Recorded data

↓

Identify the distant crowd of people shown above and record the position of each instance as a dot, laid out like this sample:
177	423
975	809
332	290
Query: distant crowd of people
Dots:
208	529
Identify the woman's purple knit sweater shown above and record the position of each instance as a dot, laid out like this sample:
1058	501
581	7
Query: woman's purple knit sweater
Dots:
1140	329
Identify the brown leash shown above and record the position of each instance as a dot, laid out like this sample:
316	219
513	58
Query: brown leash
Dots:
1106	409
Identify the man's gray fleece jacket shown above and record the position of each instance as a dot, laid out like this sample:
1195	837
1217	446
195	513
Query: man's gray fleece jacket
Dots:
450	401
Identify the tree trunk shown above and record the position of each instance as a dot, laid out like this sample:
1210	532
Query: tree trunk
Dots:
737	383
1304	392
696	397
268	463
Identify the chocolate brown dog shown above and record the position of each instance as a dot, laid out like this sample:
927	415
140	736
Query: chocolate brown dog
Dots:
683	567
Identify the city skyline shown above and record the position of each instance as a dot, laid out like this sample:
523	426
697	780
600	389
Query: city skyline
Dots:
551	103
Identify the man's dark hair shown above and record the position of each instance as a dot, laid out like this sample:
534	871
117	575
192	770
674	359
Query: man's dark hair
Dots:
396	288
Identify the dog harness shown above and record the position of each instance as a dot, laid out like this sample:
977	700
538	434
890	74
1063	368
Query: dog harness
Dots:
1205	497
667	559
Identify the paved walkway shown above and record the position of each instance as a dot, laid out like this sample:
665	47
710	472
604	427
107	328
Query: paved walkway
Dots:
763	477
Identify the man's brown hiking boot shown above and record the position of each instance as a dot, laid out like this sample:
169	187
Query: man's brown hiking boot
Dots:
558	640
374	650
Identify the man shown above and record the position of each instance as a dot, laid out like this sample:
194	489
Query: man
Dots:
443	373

↑

# TO DO
Arrange as a numbered list the lines of the entries from the line containing "Identify the chocolate" up to and including the last line of the entries, leaving out any blank lines.

# COMPLETED TASK
1. Identify the chocolate brown dog shown above and record the position of each instance as a dot, laid out like this sample:
2. 927	415
3. 140	736
4. Query: chocolate brown dog
5. Dots:
6. 683	567
7. Identify the city skyline shown above and record the position of each instance as a dot, laid out like this sample:
8. 523	426
9. 697	780
10. 600	389
11. Query: city skyline
12. Dots:
13. 551	103
14. Identify the man's dark hair shown above and record the position of each instance as a dot, laid out like this sample:
15. 534	871
16. 117	575
17. 192	770
18. 674	359
19. Query: man's dark hair
20. Dots:
21. 396	288
22. Identify the dog harness shown above and record the position of each instance as a dot, laid out like this sample:
23. 977	700
24. 538	434
25. 890	74
26. 1063	368
27. Query: dog harness
28. Dots:
29. 1205	497
30. 667	559
31. Identify the paved walkway shown above and record the position of each instance as a dot, laid out like this sample:
32. 665	47
33. 710	472
34. 604	427
35. 107	328
36. Query: paved walkway
37. Dots:
38. 763	477
39. Identify the man's brown hiking boot shown above and record the position of each instance as a dot, laid out like this sample:
40. 169	187
41. Query: man's brown hiking boot
42. Dots:
43. 558	640
44. 374	650
45. Identify the man shown above and record the position of each instance as a dot, laid out like this sample:
46. 194	489
47. Query: man
48. Dots:
49. 443	373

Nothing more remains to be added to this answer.